= Records shown =
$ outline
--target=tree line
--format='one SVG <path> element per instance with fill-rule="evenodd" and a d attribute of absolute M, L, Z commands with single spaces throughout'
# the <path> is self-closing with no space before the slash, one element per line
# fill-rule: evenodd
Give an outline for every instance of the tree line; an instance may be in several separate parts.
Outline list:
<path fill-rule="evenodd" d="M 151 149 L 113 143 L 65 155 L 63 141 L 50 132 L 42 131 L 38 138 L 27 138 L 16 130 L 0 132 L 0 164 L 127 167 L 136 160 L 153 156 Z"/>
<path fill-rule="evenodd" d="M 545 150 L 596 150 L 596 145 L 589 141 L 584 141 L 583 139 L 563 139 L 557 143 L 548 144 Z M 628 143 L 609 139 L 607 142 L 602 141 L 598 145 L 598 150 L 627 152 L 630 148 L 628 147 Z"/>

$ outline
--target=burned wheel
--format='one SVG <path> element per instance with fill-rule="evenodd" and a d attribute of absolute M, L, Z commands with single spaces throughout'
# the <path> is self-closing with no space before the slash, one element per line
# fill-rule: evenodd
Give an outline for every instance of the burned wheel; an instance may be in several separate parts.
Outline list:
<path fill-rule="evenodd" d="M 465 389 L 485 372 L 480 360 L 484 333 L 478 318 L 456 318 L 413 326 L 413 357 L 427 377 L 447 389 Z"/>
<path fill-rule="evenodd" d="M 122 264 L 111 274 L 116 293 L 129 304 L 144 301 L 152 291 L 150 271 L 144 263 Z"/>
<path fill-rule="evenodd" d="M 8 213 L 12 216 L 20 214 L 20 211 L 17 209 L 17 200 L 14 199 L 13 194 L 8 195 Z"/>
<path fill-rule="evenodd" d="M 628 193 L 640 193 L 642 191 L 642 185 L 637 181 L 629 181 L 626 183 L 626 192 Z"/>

= What is required =
The records above should be returned exactly.

= Solution for this task =
$ outline
--target=tree line
--format='one SVG <path> element per instance with fill-rule="evenodd" and a d attribute of absolute M, L, Z commands with single spaces throughout'
# the <path> is self-closing with no space before the slash, one element per line
# fill-rule: evenodd
Give an outline for every instance of the tree line; an instance may be in several separate parts.
Outline list:
<path fill-rule="evenodd" d="M 151 149 L 113 143 L 65 155 L 63 141 L 50 132 L 42 131 L 38 138 L 27 138 L 16 130 L 0 132 L 0 164 L 127 167 L 136 160 L 153 156 Z"/>
<path fill-rule="evenodd" d="M 545 150 L 596 150 L 596 145 L 589 141 L 584 141 L 583 139 L 563 139 L 557 143 L 548 144 Z M 628 143 L 609 139 L 607 142 L 602 141 L 598 145 L 598 150 L 627 152 L 630 148 L 628 147 Z"/>

$ outline
--target=burned wheel
--format='one SVG <path> element per instance with fill-rule="evenodd" and a d attribute of absolute M, L, Z commands with single spaces throughout'
# the <path> is self-closing with no space before the slash, one element per line
# fill-rule: evenodd
Give an outline for every instance of the burned wheel; an instance may be in several separate parts.
Outline list:
<path fill-rule="evenodd" d="M 465 389 L 485 372 L 480 360 L 484 333 L 478 318 L 456 318 L 413 326 L 413 357 L 427 377 L 447 389 Z"/>
<path fill-rule="evenodd" d="M 122 264 L 111 274 L 116 293 L 129 304 L 144 301 L 152 291 L 150 271 L 144 263 Z"/>
<path fill-rule="evenodd" d="M 8 213 L 12 216 L 20 214 L 20 211 L 17 209 L 17 200 L 14 199 L 13 194 L 8 195 Z"/>
<path fill-rule="evenodd" d="M 628 193 L 640 193 L 642 191 L 642 185 L 637 181 L 629 181 L 626 183 L 626 192 Z"/>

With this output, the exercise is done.